SELECTED EXCERPT
Updated: May 12
If you’re a devoted fan of costume design and classic film, chances are you harbor a tinge of frustration that the Academy of Motion Picture Arts and Sciences didn’t add the Best Costume Design category to its annual awards ceremony until 1948.
Consider all the incredible work that preceded this long-overdue recognition: Orry-Kelly couldn’t be nominated for Bette Davis’s scandalous red gown in 1938’s Jezebel, while Travis Banton’s designs for Marlene Dietrich in 1932’s Shanghai Express also never received an official nod. And surely Walter Plunkett would have been the odds-on favorite in 1939, adding to the eight Oscar wins (a record setter at the time) for Gone With the Wind?
Not to be overlooked, of course, is Gilbert Adrian, the extraordinary costume designer who defined glamour at MGM between 1928 and 1941, and who continues to be celebrated among fans of classic films, not only for his artistry, but also his incredible versatility. From the bias-cut gowns he designed for Jean Harlow in 1933’s Dinner at Eight to the opulent 18th-century Versailles fashions he conceptualized for 1938’s Marie Antoinette, it was clear that while Adrian excelled at period costumes, his modern-day designs were deemed the height of forward-thinking style, and were widely copied in the 1930s – an organdy evening gown he created for Joan Crawford for 1932’s Letty Lynton is one such example. And then there’s his work in the films of 1939, not only the spectacular looks he put together for the ensemble comedy The Women – which indeed featured a fashion show of Adrian designs, the only Technicolor sequence in the black-and-white film – and for Greta Garbo in Ninotchka, but also his ultimate statement of fantasy in film, capped by a pair of now-iconic ruby slippers: The Wizard of Oz.
“My only disappointment is that he never received an Academy Award,” says Robin Gaynor Adrian, the only son of Gilbert Adrian and actress Janet Gaynor, who were married from 1939 until his death from a cerebral hemorrhage in 1959. “When you think about my father’s work, he should have gotten seven or eight of them, if they’d been giving them out during the time he was at MGM. Perhaps someday the Academy will give him a lifetime-achievement award – he certainly deserved it.”

Dataset records on object locations
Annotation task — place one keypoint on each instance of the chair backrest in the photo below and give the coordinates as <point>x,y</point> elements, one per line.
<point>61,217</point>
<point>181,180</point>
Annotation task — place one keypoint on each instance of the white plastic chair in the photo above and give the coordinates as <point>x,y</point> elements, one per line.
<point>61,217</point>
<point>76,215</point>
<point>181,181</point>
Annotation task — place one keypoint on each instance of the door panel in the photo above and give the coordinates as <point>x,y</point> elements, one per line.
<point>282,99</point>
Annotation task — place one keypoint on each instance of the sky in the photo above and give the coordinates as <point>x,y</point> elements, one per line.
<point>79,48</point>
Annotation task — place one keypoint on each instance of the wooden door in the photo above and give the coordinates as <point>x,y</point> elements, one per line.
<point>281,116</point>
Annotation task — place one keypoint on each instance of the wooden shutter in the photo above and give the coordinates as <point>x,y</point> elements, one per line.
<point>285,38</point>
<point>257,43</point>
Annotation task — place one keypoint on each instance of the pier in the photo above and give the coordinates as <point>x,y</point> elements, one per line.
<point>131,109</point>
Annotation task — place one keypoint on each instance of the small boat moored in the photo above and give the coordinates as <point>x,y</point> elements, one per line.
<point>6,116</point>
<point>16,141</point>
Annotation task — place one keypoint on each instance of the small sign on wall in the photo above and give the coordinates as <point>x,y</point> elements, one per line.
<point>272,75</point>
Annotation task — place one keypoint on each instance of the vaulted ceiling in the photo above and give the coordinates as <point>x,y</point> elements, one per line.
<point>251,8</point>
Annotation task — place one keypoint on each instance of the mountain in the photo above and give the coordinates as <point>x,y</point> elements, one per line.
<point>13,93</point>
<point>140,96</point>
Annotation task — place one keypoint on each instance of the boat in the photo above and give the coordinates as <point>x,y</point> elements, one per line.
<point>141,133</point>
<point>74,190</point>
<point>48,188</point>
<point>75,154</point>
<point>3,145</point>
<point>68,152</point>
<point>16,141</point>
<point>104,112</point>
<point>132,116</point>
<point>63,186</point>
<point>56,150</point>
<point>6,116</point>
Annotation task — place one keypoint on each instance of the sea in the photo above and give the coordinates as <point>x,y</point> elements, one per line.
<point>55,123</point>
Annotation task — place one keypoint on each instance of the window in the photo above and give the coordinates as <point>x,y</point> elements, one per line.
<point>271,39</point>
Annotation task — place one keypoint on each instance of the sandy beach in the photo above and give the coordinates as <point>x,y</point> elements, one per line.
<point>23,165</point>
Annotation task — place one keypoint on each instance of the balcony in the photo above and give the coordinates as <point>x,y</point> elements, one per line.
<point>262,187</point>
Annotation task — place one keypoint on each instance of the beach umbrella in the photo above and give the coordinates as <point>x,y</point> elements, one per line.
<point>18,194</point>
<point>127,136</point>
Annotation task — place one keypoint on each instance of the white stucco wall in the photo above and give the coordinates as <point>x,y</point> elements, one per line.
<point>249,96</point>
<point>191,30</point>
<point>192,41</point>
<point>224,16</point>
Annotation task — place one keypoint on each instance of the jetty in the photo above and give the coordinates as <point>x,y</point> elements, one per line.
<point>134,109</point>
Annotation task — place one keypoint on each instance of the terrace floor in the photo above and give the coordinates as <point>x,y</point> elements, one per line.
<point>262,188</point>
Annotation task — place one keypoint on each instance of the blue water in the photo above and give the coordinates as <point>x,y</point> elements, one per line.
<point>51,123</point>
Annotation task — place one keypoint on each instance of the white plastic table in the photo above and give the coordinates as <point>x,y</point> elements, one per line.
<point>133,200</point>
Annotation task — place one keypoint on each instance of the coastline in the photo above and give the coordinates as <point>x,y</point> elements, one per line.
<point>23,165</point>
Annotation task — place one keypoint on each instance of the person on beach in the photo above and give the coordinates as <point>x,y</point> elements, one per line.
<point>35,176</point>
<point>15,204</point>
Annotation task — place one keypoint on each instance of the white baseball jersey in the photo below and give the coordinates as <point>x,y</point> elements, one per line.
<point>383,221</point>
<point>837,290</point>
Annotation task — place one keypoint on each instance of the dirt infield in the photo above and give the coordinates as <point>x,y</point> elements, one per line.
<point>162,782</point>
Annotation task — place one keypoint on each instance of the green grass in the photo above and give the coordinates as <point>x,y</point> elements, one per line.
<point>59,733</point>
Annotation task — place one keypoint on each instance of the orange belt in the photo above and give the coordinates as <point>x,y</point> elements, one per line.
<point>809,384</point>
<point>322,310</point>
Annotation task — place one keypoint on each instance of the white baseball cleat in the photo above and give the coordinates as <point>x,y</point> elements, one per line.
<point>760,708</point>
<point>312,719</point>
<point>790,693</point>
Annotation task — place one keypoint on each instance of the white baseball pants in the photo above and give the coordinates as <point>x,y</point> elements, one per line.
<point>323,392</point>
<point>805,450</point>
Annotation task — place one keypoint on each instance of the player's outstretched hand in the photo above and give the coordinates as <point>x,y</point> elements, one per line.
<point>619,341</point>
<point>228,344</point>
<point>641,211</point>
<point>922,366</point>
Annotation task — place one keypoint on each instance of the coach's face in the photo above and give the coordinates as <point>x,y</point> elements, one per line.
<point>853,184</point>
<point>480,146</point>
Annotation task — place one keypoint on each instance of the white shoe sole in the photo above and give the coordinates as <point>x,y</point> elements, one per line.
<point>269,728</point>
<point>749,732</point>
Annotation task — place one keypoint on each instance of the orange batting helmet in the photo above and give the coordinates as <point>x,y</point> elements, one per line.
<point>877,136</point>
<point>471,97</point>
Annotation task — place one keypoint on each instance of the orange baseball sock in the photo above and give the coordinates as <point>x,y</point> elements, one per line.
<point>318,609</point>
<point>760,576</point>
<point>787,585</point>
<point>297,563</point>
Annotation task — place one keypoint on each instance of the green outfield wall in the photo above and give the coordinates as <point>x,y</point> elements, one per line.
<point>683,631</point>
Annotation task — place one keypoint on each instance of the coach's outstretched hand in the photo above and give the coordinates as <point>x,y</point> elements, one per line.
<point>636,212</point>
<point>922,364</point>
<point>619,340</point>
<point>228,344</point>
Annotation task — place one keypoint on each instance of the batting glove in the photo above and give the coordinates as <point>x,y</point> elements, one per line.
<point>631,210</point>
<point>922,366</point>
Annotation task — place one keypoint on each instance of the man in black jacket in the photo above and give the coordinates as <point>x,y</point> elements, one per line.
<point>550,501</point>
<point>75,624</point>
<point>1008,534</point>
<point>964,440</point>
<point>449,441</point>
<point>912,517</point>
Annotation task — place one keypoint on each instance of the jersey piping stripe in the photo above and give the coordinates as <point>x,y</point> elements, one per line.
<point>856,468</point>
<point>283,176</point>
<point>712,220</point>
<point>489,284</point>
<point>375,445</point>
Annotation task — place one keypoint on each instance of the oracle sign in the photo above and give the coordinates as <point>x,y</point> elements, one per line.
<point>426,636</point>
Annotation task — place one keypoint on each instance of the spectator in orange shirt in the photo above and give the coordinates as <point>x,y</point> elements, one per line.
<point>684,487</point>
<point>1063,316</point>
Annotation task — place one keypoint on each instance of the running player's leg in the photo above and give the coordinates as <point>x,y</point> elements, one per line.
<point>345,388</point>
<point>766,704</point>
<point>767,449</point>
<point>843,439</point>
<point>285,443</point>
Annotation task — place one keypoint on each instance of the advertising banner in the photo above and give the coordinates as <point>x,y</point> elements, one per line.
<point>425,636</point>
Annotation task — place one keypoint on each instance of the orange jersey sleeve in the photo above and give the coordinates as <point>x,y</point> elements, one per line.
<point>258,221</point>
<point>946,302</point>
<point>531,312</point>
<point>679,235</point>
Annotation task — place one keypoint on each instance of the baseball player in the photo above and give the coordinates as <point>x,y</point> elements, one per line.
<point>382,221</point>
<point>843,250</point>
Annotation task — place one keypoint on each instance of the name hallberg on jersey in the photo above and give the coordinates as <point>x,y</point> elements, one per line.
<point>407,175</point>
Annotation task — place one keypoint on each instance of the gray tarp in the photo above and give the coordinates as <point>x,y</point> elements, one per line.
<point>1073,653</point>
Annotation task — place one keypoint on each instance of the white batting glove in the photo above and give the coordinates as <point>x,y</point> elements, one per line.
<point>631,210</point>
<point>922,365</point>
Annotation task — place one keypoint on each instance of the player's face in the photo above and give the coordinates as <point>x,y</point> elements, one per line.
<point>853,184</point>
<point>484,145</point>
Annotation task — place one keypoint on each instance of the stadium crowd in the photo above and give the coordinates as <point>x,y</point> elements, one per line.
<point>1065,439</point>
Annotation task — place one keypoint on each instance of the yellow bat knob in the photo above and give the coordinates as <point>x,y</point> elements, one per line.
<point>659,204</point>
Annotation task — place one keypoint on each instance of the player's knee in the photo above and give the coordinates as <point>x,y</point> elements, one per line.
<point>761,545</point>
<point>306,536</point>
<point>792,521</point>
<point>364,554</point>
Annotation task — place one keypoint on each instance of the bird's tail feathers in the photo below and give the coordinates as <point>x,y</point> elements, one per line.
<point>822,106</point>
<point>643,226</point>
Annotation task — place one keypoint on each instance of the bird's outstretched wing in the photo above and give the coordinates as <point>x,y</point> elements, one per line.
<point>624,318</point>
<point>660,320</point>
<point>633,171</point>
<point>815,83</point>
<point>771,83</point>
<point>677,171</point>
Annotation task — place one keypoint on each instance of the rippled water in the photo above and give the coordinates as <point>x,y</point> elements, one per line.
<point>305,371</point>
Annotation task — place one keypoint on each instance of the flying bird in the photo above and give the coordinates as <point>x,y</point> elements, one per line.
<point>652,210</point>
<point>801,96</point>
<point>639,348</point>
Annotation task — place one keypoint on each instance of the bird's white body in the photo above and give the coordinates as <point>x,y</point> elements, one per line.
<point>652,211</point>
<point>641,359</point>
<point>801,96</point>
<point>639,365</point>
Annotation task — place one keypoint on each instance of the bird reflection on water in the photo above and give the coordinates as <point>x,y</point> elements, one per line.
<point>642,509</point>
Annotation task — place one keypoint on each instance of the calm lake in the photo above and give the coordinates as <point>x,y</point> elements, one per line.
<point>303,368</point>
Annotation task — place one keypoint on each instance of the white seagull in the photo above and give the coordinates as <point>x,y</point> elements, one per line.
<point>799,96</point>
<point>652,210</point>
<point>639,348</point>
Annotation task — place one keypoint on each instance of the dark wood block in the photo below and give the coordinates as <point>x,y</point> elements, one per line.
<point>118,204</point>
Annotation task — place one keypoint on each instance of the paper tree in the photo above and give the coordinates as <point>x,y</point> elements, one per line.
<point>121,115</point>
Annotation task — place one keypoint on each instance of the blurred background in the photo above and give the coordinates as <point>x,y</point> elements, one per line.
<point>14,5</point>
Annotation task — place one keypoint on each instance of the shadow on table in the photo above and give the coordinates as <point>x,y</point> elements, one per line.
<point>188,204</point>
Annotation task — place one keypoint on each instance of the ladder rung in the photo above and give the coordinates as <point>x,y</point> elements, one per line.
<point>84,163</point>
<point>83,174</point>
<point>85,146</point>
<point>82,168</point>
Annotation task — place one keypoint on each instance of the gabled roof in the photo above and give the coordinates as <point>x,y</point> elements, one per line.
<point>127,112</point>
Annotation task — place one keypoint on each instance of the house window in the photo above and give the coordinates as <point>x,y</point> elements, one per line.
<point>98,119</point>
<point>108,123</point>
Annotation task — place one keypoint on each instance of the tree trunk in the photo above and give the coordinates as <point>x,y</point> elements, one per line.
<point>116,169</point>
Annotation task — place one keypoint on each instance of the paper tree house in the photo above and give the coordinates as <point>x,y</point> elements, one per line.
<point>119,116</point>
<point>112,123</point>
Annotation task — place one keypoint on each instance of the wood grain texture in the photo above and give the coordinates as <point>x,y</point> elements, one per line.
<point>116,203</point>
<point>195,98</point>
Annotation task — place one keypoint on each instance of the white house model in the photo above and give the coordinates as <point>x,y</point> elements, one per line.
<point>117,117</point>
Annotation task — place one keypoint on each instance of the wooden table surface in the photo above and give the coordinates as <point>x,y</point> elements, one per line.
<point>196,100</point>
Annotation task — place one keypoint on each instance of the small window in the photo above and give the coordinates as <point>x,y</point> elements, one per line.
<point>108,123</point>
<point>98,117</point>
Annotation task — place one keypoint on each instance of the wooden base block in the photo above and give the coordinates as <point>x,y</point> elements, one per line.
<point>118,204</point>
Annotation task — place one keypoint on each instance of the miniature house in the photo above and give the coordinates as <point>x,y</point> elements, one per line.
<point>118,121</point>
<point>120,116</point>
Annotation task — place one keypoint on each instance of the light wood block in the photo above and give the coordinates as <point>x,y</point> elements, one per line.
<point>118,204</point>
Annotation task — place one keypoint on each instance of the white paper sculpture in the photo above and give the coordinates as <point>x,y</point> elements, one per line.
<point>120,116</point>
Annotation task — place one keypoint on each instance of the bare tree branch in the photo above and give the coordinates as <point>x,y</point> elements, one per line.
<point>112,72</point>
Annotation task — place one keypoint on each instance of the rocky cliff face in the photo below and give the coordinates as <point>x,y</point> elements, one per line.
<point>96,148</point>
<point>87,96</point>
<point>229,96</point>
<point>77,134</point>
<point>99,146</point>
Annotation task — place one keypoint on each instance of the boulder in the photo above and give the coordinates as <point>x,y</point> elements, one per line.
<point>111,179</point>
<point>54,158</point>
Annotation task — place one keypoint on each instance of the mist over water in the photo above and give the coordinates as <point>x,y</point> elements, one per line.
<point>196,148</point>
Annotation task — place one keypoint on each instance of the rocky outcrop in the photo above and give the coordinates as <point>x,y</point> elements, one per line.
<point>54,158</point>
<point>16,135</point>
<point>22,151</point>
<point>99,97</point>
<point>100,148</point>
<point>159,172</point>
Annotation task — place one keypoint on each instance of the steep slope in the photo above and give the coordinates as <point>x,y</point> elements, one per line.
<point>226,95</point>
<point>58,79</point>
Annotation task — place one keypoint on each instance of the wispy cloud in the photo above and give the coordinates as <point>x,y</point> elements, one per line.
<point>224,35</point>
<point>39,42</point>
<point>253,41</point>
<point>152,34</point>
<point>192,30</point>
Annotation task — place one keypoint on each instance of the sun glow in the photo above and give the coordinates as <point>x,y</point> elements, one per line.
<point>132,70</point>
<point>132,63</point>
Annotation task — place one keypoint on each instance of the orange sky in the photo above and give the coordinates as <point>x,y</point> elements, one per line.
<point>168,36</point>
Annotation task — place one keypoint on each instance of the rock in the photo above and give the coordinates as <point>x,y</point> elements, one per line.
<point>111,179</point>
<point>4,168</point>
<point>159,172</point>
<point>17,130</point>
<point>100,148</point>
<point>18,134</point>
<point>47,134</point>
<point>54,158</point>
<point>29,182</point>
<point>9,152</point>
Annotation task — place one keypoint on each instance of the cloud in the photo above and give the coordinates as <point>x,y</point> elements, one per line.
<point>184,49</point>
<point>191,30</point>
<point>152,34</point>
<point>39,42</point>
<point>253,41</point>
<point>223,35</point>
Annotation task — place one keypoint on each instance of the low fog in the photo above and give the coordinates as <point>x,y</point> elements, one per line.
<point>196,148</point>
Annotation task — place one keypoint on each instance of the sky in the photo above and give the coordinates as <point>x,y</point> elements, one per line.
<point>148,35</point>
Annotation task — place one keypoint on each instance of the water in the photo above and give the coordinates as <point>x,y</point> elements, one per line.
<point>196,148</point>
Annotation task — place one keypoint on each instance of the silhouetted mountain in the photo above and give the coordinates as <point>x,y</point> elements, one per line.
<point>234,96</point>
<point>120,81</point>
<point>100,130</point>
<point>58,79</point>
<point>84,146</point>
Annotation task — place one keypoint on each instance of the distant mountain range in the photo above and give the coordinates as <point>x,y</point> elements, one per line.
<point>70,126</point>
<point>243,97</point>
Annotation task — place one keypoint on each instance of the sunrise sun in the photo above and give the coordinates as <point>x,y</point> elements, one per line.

TASK REQUIREMENTS
**a)** Set down word for word the part of the piece on Gilbert Adrian's costume work between "Updated: May 12" and "ceremony until 1948.", inclusive.
**b)** Carry the piece on Gilbert Adrian's costume work further, starting after its last sentence.

ANSWERS PER TASK
**a)**
Updated: May 12
If you’re a devoted fan of costume design and classic film, chances are you harbor a tinge of frustration that the Academy of Motion Picture Arts and Sciences didn’t add the Best Costume Design category to its annual awards ceremony until 1948.

**b)**
A just-released book by Leonard Stanley and Mark A. Vieira puts the work of one of the 20th century’s most influential costume designers in the spotlight once again. Adrian: A Lifetime of Movie Glamour, Art and High Fashion (Rizzoli, $65) offers for the first time a comprehensive look at the legendary designer, starting with the artistic promise he showed painting circus animals as a child. Born Adrian Adolph Greenburg in Naugatuck, Connecticut, in 1903, he later changed his name to Gilbert Adrian, pairing his first name with the first name of his father, who owned a millinery store, before adopting the single moniker of Adrian after arriving in Hollywood. (Robin notes that his father’s unique signature is among the details Stanley insisted should be exactly right for the book’s cover.) Adrian: A Lifetime of Movie Glamour, Art and High Fashion also delves into the designer's post-MGM years, particularly the Adrian, Ltd. label he launched in 1942, followed soon after by the opening of a Beverly Hills atelier at the corner of Beverly Drive and Wilshire Boulevard.
Adrian’s costume sketches are liberally featured throughout the 352-page book, thanks to Stanley’s interest in his work from a young age, born the first time he saw 1939’s Lady of the Tropics, starring Hedy Lamarr and Robert Taylor, when he was just nine years old. That experience led to Stanley’s lifelong passion for collecting not only Adrian’s sketches, but also the work of other costume designers. Today he is considered the preeminent collector of Hollywood costume sketches, though it’s clear this book’s subject holds a special place in Stanley’s heart, as he discusses getting to know both Adrian and Gaynor while working as an assistant for artist and designer Tony Duquette, exclaiming to Adrian during one meeting, “I am your biggest fan!”
Perhaps most remarkable about the book is the breadth of sketches featured, not only from iconic films like Marie Antoinette and Letty Lynton, but also some of his earliest work, including his designs for the Music Box Revue of 1922-23, the Irving Berlin production that jump-started Adrian’s career in New York, as well as several designs that resulted from a chance meeting with Natacha Rambova, the wife of Rudolph Valentino and the person who oversaw his career. That meeting led to Adrian’s arrival in 1924, where after a short stint designing for one of the silent screen’s biggest stars, he was hired by Cecil B. DeMille and, soon enough, MGM was signing him to a contract.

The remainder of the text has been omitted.